On View | July 18 - September 28, 2025
Opening Reception | Friday, July 18, 5-7pm | 51 Main St., North Adams
Artist Talk | Saturday, July 19, 11:30 am - 12:30 pm | 49 Main St., North Adams
LaRissa Rogers in conversation with exhibition curators Audrey Lopez and Eunice Uhm
Reimagining the state of indeterminacy as a layered space that engenders the potential
for growth and renewal, LaRissa Rogers’ I am too, a Piece of Clay explores undefined marginality as an aesthetic form that generates alternative epistemologies
- sensorial, spatial, and affective. Rogers calls attention to the intervals that
are often unremarked and overlooked: the negative space between motifs in a pattern,
the threshold of the porch that is neither inside nor outside, or the quiet residue
of spoken words that linger in the air. For the artist, these in-between spaces articulate
a grammar of relationality - an embodied syntax through which we come into connection
with one another and the environments that hold us. Rogers materializes these thematic
concerns by transforming the gallery into a front porch - an architectural construct
historically tied to practices of communal intimacy and shaped by the design innovations
of enslaved Black people in the nineteenth century. Accompanying the spatial intervention,
the artist brings together a selection of video, sculptural, and wall-based works
that collectively invite a mode of attentive, embodied engagement.

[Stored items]
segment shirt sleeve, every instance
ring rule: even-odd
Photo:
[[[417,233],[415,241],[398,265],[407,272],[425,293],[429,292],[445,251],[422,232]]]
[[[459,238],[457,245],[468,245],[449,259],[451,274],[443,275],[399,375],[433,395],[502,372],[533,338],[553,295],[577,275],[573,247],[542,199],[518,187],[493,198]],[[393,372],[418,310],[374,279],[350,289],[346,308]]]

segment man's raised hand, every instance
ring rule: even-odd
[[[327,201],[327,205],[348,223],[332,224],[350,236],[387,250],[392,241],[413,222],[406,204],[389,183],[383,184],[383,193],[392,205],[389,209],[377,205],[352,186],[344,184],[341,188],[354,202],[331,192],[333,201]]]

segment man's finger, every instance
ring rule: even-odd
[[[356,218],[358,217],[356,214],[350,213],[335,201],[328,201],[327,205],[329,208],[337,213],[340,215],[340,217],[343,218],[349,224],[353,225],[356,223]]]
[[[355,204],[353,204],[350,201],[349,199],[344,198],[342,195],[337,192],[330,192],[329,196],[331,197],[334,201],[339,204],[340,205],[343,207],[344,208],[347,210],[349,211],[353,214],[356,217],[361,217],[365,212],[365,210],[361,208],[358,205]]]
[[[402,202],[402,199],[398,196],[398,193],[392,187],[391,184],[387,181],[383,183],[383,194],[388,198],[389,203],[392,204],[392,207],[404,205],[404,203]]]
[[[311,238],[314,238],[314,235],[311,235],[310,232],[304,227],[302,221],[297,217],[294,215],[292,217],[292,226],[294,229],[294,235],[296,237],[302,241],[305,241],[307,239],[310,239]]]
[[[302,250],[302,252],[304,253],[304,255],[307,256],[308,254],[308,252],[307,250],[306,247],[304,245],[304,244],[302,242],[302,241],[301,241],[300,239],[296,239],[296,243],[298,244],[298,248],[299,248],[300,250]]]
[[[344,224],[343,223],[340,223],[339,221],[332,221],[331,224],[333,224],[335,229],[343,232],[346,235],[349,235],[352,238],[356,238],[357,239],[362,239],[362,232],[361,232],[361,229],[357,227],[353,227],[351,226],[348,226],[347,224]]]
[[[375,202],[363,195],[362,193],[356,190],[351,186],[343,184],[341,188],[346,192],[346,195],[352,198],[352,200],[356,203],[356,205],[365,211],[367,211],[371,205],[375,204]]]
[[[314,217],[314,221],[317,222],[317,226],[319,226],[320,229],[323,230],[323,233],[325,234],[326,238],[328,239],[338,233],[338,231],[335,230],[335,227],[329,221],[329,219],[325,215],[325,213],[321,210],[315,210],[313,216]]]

■ ABOUT THIS TASK ■
Pick up the exhibition description of LaRissa Rogers' I am too, a Piece of Clay after its final sentence and continue it.

■ ANSWER TO THIS TASK ■
The exhibition title I am too, a Piece of Clay draws on the biblical encounter between Job - a man tested for his faith - and Elihu,
a younger figure who challenges both Job and his friends. Elihu references the creation
story in Genesis, reminding us that all humans are formed from clay, shaped by the
hands of God who breathed life into us. The title, along with its invocation of the
creation story, underscores Rogers’ ongoing material investigation into the ways in
which the environment – both natural and social – shapes the formation of cultural
identity. Elaborating on Stuart Hall’s notion of cultural identities as “the unstable
points of identification or suture […] within the discourse of history and culture,”
Rogers considers the environment as a dynamic force that un/settles social relations
and calibrates cultural negotiations. Thinking with and through the natural and social
environments that reverberate through us, she poses pressing, timely questions: how
might the environment animate alternatives ways of knowing and relating to the world?
In what ways does space mediate new forms of sociality? And how does the land/scape
hold us, and how do we hold it in return? In this exhibition, Rogers invites viewers
into a space of indeterminacy, to dwell in the undefined margins, and to listen carefully
to the quiet frequencies of possibility that resonate within the in-between.